■ EXERCISE AIM ■
Reproduce every line of the data from its start through the line containing "(1221, 777)", inclusive, changing nothing except that each answer coordinate is offset by adding 132. Omit the pictures.

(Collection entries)
┌──
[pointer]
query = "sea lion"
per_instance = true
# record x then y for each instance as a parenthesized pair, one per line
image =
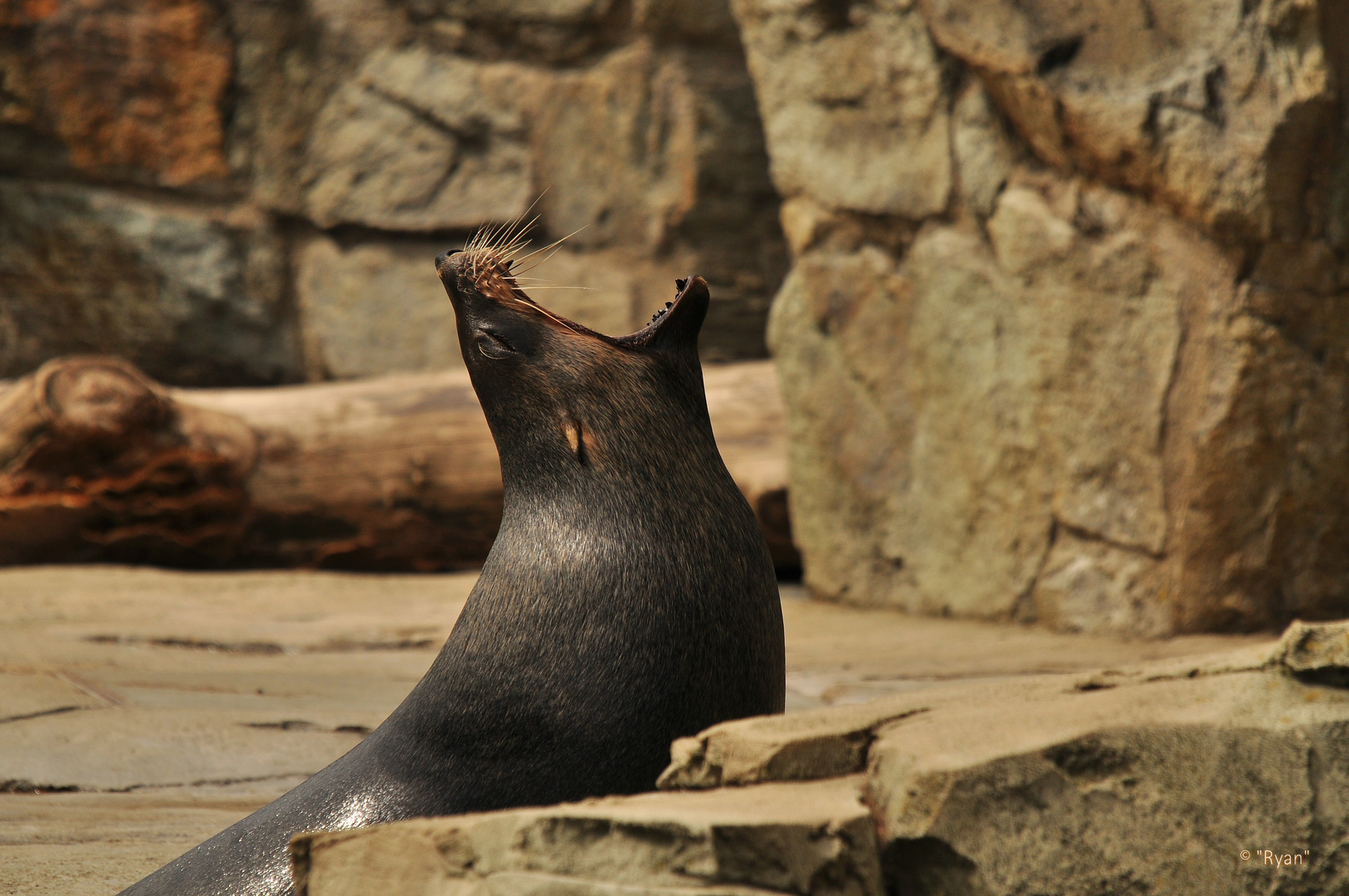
(629, 598)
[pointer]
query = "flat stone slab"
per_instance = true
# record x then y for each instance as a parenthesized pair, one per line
(158, 695)
(812, 840)
(1221, 777)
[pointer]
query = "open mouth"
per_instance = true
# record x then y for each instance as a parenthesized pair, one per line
(491, 273)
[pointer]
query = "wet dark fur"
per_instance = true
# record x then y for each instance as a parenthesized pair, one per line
(629, 598)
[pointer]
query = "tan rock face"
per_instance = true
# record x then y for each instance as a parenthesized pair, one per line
(389, 129)
(422, 142)
(853, 105)
(1100, 386)
(1224, 768)
(124, 90)
(1217, 110)
(811, 840)
(192, 296)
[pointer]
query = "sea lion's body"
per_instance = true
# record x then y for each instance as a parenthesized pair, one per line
(629, 598)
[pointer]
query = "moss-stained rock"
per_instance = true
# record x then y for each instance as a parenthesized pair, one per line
(192, 296)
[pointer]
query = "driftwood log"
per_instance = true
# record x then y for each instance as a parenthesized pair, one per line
(100, 463)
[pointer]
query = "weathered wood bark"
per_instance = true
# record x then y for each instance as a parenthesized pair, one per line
(97, 462)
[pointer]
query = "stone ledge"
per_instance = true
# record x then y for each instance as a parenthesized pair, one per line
(1150, 779)
(812, 840)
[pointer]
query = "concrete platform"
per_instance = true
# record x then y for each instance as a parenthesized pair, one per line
(144, 710)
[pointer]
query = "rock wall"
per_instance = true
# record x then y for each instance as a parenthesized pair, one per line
(1066, 334)
(247, 192)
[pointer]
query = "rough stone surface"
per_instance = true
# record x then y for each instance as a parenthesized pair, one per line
(1230, 769)
(385, 129)
(1219, 110)
(178, 686)
(1100, 381)
(116, 90)
(780, 838)
(853, 105)
(422, 142)
(193, 296)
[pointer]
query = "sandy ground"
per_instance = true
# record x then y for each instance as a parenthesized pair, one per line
(144, 710)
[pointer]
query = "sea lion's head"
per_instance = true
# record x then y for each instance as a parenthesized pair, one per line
(560, 396)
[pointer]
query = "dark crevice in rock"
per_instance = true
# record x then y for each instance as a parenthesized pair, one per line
(15, 786)
(1086, 534)
(1058, 56)
(60, 710)
(193, 644)
(928, 867)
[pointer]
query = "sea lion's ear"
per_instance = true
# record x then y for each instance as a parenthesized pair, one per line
(679, 327)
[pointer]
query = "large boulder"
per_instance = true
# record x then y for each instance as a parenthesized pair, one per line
(191, 295)
(386, 129)
(1222, 775)
(1100, 379)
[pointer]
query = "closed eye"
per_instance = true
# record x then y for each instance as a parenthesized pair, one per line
(494, 344)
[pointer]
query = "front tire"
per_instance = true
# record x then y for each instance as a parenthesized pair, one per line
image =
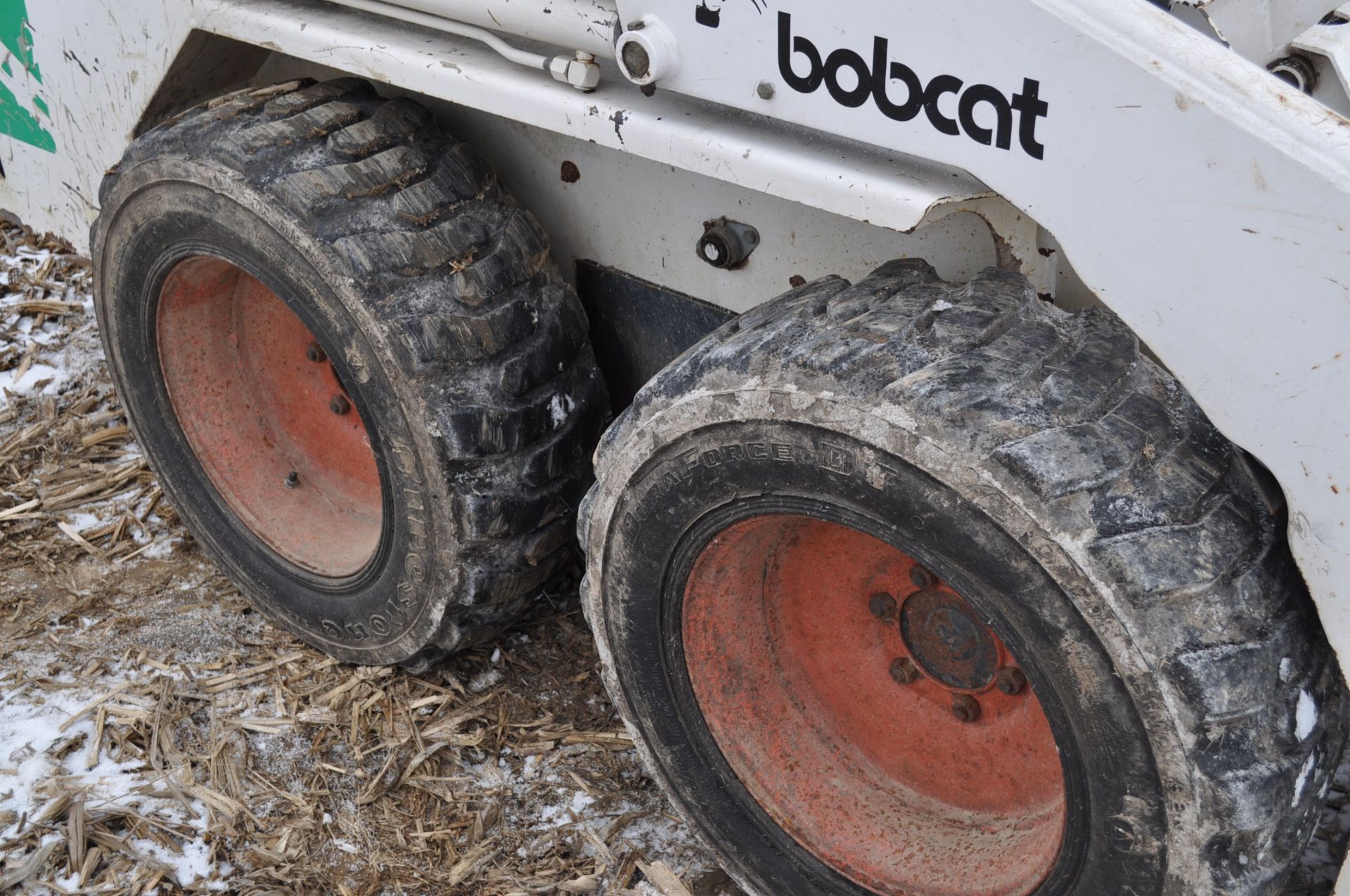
(751, 548)
(352, 363)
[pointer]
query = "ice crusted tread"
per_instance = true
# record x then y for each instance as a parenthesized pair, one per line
(1169, 513)
(400, 202)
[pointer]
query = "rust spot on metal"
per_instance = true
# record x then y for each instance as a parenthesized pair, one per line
(904, 671)
(882, 605)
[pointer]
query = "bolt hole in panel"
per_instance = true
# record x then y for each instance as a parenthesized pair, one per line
(902, 786)
(268, 419)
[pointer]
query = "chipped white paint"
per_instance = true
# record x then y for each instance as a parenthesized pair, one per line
(1306, 715)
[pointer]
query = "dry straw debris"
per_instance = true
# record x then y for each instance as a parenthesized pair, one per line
(158, 737)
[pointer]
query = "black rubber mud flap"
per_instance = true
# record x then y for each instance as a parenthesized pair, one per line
(1075, 493)
(439, 319)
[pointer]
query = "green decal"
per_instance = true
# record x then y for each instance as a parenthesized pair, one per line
(15, 120)
(23, 124)
(17, 35)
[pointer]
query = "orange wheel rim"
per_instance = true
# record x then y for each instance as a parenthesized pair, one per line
(871, 711)
(268, 419)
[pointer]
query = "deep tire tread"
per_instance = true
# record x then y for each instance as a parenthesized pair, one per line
(1102, 447)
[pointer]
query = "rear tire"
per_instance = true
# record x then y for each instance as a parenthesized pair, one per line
(352, 363)
(1048, 474)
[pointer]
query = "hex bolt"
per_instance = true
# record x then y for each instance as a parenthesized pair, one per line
(1012, 680)
(635, 60)
(965, 708)
(882, 606)
(904, 671)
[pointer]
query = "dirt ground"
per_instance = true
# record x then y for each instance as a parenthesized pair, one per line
(158, 736)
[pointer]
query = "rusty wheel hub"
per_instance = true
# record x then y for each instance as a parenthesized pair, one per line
(871, 711)
(268, 419)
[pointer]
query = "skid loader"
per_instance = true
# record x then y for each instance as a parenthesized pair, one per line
(951, 400)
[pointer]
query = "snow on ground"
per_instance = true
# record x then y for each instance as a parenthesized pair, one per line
(158, 736)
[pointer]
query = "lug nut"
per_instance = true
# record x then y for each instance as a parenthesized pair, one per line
(965, 708)
(882, 606)
(1012, 680)
(904, 671)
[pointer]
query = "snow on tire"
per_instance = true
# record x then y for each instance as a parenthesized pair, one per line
(785, 509)
(352, 362)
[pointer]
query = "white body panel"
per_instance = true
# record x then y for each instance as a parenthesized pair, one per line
(1200, 199)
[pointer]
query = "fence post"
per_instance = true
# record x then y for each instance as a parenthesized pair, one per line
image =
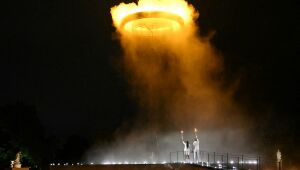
(227, 161)
(258, 162)
(214, 157)
(207, 158)
(242, 161)
(238, 162)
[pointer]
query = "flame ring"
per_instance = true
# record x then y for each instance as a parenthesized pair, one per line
(156, 15)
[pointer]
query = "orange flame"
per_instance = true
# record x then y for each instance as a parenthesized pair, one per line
(153, 15)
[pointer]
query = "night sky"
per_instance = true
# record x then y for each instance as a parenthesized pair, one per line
(63, 57)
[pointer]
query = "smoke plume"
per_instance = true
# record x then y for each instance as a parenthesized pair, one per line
(176, 78)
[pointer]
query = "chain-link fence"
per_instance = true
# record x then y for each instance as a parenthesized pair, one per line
(219, 160)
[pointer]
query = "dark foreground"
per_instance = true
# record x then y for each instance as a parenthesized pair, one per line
(132, 167)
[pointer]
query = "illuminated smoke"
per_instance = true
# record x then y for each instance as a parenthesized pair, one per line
(173, 72)
(175, 76)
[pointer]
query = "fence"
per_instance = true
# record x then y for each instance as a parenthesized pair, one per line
(219, 160)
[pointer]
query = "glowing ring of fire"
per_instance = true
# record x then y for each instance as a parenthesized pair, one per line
(153, 21)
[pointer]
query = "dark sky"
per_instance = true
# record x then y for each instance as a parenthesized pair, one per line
(62, 57)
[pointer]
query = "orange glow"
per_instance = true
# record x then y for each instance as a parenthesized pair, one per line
(153, 16)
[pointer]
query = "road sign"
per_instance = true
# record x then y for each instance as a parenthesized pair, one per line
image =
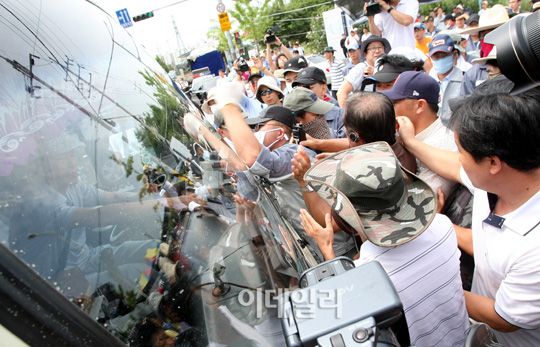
(124, 18)
(224, 21)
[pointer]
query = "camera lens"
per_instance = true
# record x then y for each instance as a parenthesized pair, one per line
(518, 50)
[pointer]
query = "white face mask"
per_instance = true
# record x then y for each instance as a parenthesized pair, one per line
(260, 135)
(289, 86)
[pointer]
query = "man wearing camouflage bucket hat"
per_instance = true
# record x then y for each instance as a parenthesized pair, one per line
(393, 212)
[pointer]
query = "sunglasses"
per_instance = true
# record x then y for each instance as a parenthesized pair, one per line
(266, 92)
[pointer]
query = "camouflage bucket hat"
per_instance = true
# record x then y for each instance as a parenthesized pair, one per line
(369, 189)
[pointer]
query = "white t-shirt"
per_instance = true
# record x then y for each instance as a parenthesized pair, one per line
(356, 75)
(439, 136)
(395, 33)
(507, 263)
(426, 274)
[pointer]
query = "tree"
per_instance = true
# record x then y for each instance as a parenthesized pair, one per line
(252, 19)
(316, 38)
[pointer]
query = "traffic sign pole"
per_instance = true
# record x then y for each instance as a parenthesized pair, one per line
(232, 50)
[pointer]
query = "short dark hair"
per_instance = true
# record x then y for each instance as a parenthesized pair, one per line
(502, 125)
(372, 116)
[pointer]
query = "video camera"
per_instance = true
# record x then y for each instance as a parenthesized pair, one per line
(271, 38)
(339, 305)
(373, 8)
(242, 64)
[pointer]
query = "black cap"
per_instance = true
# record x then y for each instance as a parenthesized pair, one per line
(473, 18)
(388, 72)
(375, 38)
(256, 74)
(275, 112)
(295, 64)
(310, 75)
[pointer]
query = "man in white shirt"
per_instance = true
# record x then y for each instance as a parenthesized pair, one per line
(393, 212)
(395, 22)
(444, 55)
(498, 162)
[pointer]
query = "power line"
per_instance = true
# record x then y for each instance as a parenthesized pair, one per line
(300, 9)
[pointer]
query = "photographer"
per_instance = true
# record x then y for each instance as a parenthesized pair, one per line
(394, 22)
(269, 39)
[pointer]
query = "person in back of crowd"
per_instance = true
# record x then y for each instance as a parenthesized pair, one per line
(421, 40)
(394, 213)
(314, 79)
(431, 29)
(298, 48)
(292, 68)
(389, 67)
(449, 23)
(492, 67)
(268, 91)
(395, 22)
(503, 176)
(372, 49)
(473, 41)
(370, 117)
(366, 34)
(460, 42)
(415, 95)
(343, 45)
(461, 20)
(491, 19)
(352, 38)
(485, 6)
(443, 54)
(439, 19)
(515, 6)
(310, 112)
(281, 57)
(268, 153)
(335, 67)
(353, 50)
(222, 78)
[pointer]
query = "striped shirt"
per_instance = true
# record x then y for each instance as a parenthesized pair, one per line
(425, 272)
(336, 73)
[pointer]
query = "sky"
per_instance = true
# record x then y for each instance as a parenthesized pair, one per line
(157, 34)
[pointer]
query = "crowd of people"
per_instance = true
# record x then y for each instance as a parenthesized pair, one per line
(412, 152)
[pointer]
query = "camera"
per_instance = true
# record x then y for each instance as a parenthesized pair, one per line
(373, 8)
(348, 306)
(271, 38)
(243, 65)
(518, 50)
(299, 134)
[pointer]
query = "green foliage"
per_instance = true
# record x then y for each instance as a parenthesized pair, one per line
(252, 17)
(297, 25)
(164, 65)
(316, 38)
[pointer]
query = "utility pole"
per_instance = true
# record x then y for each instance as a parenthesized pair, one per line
(179, 41)
(229, 38)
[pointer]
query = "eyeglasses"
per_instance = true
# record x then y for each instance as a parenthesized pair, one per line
(266, 92)
(378, 48)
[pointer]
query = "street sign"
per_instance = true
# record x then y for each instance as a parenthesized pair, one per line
(124, 18)
(224, 21)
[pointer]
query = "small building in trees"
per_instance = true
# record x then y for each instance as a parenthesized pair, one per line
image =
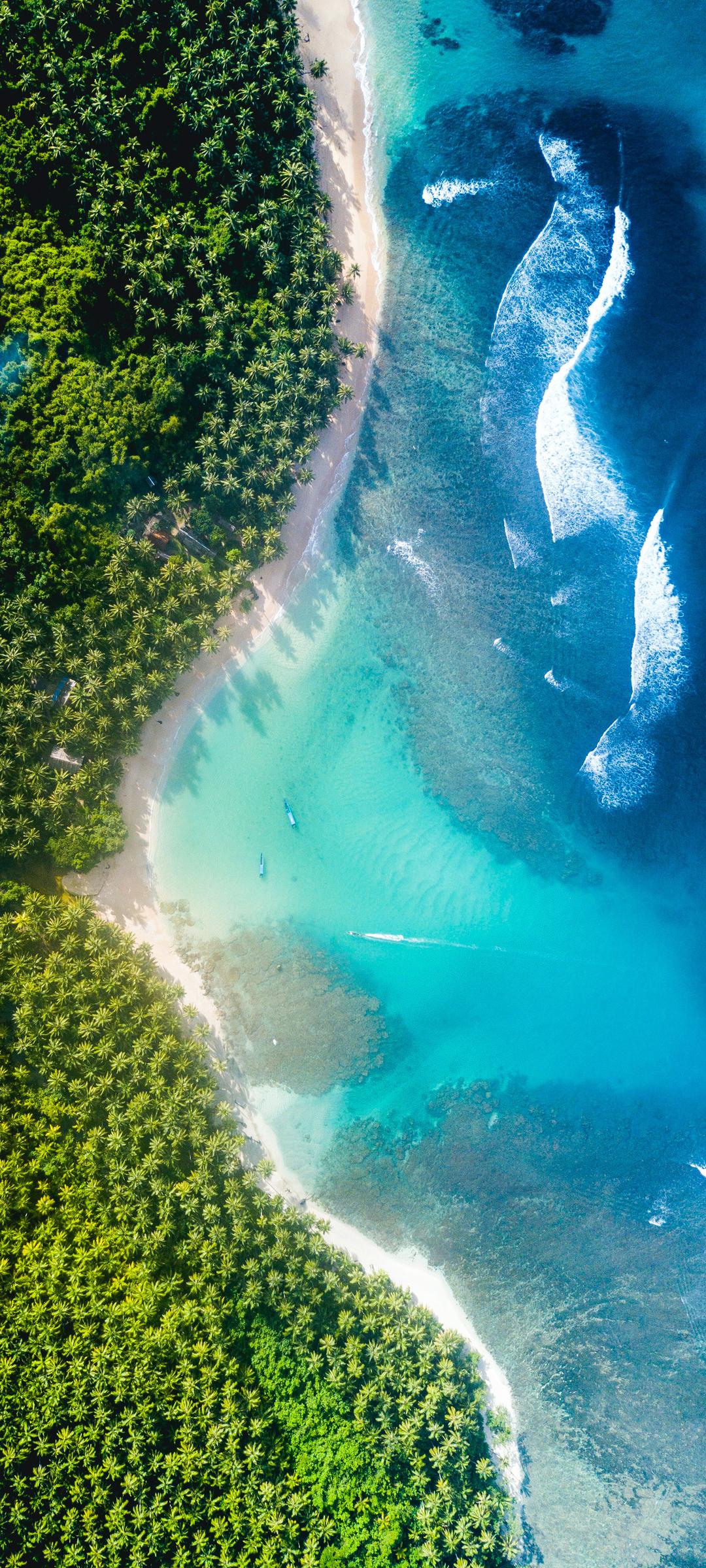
(63, 761)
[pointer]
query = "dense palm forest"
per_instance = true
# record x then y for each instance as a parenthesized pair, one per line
└──
■ FINAL RESULT ■
[pointer]
query = "sea lion"
per_instance = true
# record x then y for each instance as a parenthesized pair, one per line
image =
(761, 730)
[pointer]
query = "flat stone slab"
per_instance = true
# record x then y for each instance as a parenthesized pair, one per line
(290, 827)
(944, 972)
(1353, 909)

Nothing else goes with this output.